* START RECORDS SHOWN *

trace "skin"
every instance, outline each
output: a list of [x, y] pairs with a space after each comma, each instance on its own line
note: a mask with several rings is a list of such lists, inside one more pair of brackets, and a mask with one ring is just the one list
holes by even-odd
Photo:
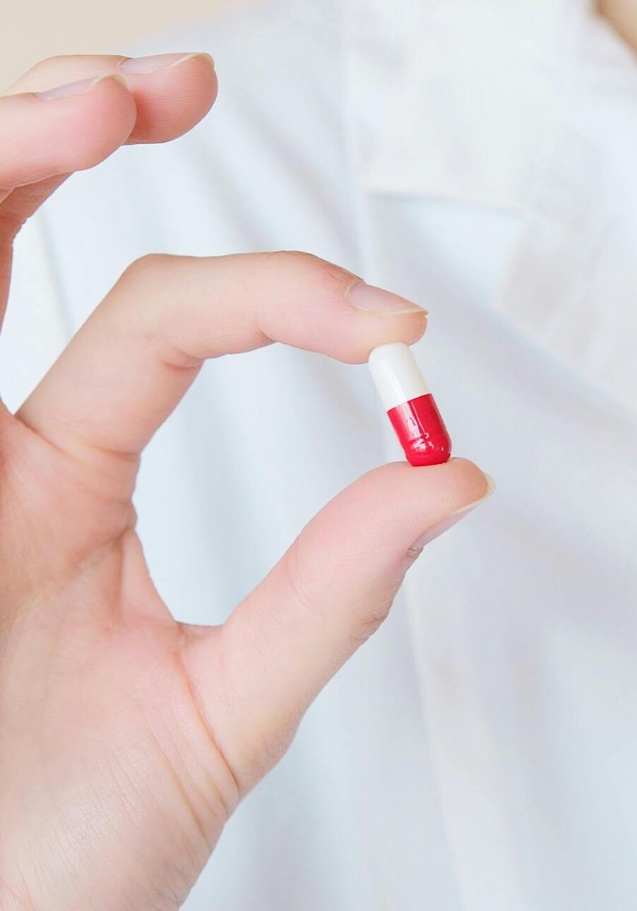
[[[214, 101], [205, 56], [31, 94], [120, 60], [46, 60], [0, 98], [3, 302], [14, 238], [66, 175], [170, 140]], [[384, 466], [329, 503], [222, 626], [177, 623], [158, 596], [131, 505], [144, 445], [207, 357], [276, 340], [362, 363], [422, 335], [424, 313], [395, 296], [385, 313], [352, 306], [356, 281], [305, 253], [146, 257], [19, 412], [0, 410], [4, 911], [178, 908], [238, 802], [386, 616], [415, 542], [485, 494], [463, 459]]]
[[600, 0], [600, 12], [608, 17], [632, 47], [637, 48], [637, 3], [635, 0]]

* END RECORDS SHOWN *
* START RECORDS SHOWN *

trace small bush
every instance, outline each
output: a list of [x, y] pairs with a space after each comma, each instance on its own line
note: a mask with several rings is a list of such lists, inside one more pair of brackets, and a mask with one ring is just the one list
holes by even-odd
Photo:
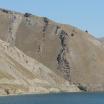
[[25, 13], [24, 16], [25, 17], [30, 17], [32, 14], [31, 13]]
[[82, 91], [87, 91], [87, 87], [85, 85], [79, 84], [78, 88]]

* END RECORDS SHOWN *
* START RECORDS SHOWN *

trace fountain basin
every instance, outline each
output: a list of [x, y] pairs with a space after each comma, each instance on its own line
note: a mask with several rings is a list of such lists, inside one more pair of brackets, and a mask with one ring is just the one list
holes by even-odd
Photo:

* END RECORDS SHOWN *

#### [THE PROBLEM]
Reproduce the listing starting at the line containing "trace small bush" and ending at the line containing "84], [78, 88]]", both included, with every coordinate in the answers decreased by 36. Omit the picture from your output.

#### [RESULT OF THE TASK]
trace small bush
every instance, outline each
output: a list of [x, y] pairs with a space after each comma, each instance on its own line
note: a mask with several rings is a list of such lists, inside one more pair of brackets, and a mask with one ring is just the one list
holes by even-odd
Photo:
[[-11, -23], [-12, -20], [-11, -19], [-6, -19], [-4, -22], [-5, -23]]
[[46, 55], [51, 55], [51, 51], [49, 49], [43, 48], [42, 52]]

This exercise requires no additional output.